------ Extracted records
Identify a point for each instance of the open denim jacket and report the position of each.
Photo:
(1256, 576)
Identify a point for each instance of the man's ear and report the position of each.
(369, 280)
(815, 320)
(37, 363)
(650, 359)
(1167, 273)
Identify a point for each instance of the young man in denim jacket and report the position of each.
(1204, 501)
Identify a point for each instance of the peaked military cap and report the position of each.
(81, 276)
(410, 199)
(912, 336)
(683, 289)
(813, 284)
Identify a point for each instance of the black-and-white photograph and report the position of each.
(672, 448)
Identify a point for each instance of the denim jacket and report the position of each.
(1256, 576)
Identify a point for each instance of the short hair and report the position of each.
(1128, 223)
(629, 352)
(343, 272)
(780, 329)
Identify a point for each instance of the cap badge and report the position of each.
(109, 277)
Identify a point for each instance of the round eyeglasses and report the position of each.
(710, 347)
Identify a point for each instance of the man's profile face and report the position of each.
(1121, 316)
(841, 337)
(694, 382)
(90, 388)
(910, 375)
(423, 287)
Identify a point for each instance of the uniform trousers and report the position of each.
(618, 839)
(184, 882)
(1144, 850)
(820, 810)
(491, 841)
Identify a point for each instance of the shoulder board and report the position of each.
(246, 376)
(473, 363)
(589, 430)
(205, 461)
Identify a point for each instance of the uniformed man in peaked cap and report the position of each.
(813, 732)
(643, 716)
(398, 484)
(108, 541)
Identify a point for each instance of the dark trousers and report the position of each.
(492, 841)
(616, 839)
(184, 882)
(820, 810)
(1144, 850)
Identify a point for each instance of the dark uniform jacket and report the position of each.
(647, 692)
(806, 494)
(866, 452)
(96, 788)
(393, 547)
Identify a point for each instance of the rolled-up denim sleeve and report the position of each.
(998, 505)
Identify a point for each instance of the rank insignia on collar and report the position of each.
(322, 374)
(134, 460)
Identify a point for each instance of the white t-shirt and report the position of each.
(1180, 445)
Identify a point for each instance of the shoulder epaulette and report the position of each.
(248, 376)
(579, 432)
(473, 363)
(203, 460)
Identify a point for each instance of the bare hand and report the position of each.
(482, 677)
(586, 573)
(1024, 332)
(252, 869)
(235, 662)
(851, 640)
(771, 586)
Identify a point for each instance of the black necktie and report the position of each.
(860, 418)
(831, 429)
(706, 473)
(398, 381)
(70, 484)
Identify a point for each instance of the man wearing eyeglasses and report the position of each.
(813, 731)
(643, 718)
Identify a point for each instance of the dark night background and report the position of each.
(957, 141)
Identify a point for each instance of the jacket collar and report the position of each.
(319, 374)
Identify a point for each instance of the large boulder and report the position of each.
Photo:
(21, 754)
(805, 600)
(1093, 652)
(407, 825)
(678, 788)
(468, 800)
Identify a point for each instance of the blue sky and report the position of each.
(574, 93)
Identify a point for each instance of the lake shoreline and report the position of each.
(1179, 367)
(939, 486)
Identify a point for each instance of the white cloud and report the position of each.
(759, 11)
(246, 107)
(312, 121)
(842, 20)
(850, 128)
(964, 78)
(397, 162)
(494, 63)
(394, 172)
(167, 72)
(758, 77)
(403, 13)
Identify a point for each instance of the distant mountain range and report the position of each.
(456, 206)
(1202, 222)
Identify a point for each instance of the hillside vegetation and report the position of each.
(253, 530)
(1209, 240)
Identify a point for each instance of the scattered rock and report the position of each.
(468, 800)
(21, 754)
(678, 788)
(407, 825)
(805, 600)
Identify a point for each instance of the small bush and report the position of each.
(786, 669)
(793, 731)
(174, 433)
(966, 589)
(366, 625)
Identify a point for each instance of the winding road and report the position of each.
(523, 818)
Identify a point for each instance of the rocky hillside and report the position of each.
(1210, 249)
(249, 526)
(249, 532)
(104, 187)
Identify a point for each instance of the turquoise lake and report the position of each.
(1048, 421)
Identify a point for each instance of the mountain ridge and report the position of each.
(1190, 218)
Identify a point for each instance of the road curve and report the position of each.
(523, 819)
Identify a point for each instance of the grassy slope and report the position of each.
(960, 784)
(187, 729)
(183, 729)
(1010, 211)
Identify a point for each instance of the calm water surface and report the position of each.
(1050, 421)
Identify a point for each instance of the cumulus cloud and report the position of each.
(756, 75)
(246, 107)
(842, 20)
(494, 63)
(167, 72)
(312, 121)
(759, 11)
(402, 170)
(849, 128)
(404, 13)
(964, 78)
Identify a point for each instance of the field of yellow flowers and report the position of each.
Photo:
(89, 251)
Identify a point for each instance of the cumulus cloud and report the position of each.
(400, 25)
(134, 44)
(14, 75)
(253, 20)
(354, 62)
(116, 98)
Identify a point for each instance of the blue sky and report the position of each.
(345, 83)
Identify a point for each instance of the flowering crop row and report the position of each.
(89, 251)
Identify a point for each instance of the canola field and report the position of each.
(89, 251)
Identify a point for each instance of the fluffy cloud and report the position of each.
------------
Work to complete: Your reply should consist of the records, duplicated exactly.

Output of the task:
Identify a point for each instance of the open denim jacket and report the position of each.
Photo:
(1256, 576)
Identify a point for each instance of the man's ear and report the position of each.
(369, 280)
(815, 320)
(37, 363)
(650, 359)
(1167, 273)
Identify a point for each instance of the young man in denim jacket and report the position of each.
(1204, 501)
Identify a point for each instance of the peaked military cap and report the position of each.
(81, 276)
(410, 199)
(912, 336)
(683, 289)
(813, 284)
Identify a point for each instance of the black-and-white photograph and report the position of each.
(672, 448)
Identify a point for each instance of the denim jacket and report the position of each.
(1256, 576)
Identify a point for each instance of the short hair and report the position of each.
(1128, 223)
(629, 352)
(343, 272)
(780, 329)
Identify a point for each instance of the cap badge and report the position of each.
(109, 277)
Identify a point for each instance of the round eyeglasses and report the position of each.
(710, 347)
Identify a point for each instance of the man's profile face and report the position of each.
(1121, 316)
(841, 337)
(694, 382)
(90, 388)
(910, 375)
(423, 287)
Identify a point for each instance of the uniform trousers and report the position of each.
(618, 839)
(184, 882)
(1144, 850)
(820, 810)
(491, 841)
Identify a point for each instance of the shoulder board and report the position of each.
(246, 376)
(473, 363)
(589, 430)
(205, 461)
Identify a point for each instance of the uniformed man in peaked cap and report the position of each.
(813, 732)
(643, 716)
(398, 484)
(108, 541)
Identify a point for each instance of the dark trousers and report the position of each.
(492, 841)
(616, 839)
(184, 882)
(820, 810)
(1144, 850)
Identify a point for each instance of the dark uniform jacket and report the position of each.
(647, 692)
(806, 494)
(866, 452)
(96, 788)
(393, 547)
Identify a point for each instance of the rolled-up denim sleeve and report the position of each.
(998, 505)
Identify a point for each instance of the rank insignia on collar and report the position of each.
(322, 374)
(134, 460)
Identify a point for each instance of the white t-shirt and report the position of each.
(1180, 445)
Identify a point for each instance of the shoulder epaulette and report the position of each.
(248, 376)
(579, 432)
(473, 363)
(203, 460)
Identify a point for each instance of the bare hand and report the position of each.
(482, 677)
(586, 573)
(1024, 332)
(252, 869)
(235, 662)
(851, 640)
(771, 586)
Identify a point for each instance of the black necktie and report the position of each.
(860, 418)
(831, 429)
(706, 473)
(398, 381)
(70, 484)
Identify a point for each instance of the man wearing eyeglasses and report the position of each.
(813, 731)
(643, 718)
Identify a point for each instance of the dark night background and report the position of each.
(957, 141)
Identify a point for each instance of the jacket collar and report the position of each.
(319, 374)
Identify a point for each instance of the large boulder and report the position of each.
Photo:
(21, 754)
(805, 600)
(1093, 652)
(407, 825)
(678, 788)
(468, 800)
Identify a point for each instance of the blue sky and report the position of each.
(574, 93)
Identify a point for each instance of the lake shoreline and report the position of each.
(1179, 367)
(939, 486)
Identify a point for each instance of the white cloud and report the position of each.
(759, 11)
(246, 107)
(312, 121)
(842, 20)
(850, 128)
(964, 78)
(397, 162)
(494, 63)
(394, 172)
(167, 72)
(758, 77)
(403, 13)
Identify a point for each instance of the distant mountain range and report the position of each.
(456, 206)
(1202, 222)
Identify a point for each instance of the hillside vegetation and report the position of each.
(253, 530)
(1209, 240)
Identify a point for each instance of the scattered rock and report the position of each.
(468, 800)
(21, 754)
(678, 788)
(407, 825)
(805, 600)
Identify a point for each instance of the small bush and report the position of each.
(786, 669)
(793, 731)
(174, 433)
(966, 589)
(366, 625)
Identify a point for each instance of the winding road and report the position of each.
(523, 818)
Identify a point for each instance of the rocky hillside and report the position of each.
(1210, 249)
(249, 526)
(249, 532)
(104, 187)
Identify a point for each instance of the turquoise lake and report the position of each.
(1048, 421)
Identify a point for each instance of the mountain ridge and report the position of each.
(1190, 218)
Identify a point for each instance of the road curve and report the position of each.
(523, 819)
Identify a point for each instance of the grassy slope and report the position of each.
(960, 784)
(187, 729)
(183, 729)
(1010, 211)
Identify a point for each instance of the calm water surface and report the position of each.
(1050, 421)
Identify a point for each instance of the cumulus cloud and report the position of each.
(756, 75)
(246, 107)
(842, 20)
(494, 63)
(167, 72)
(312, 121)
(759, 11)
(402, 170)
(849, 128)
(404, 13)
(964, 78)
Identify a point for each instance of the field of yellow flowers and report the position of each.
Photo:
(89, 251)
Identify a point for each instance of the cumulus cloud and report the position of each.
(400, 25)
(134, 44)
(14, 75)
(253, 20)
(354, 62)
(116, 98)
Identify a point for each instance of the blue sky and report the position of each.
(345, 83)
Identify a point for each instance of the flowering crop row and report the position of each.
(89, 251)
Identify a point for each instance of the canola field and report the position of each.
(89, 251)
Identify a point for each instance of the fluffy cloud and report the position of each.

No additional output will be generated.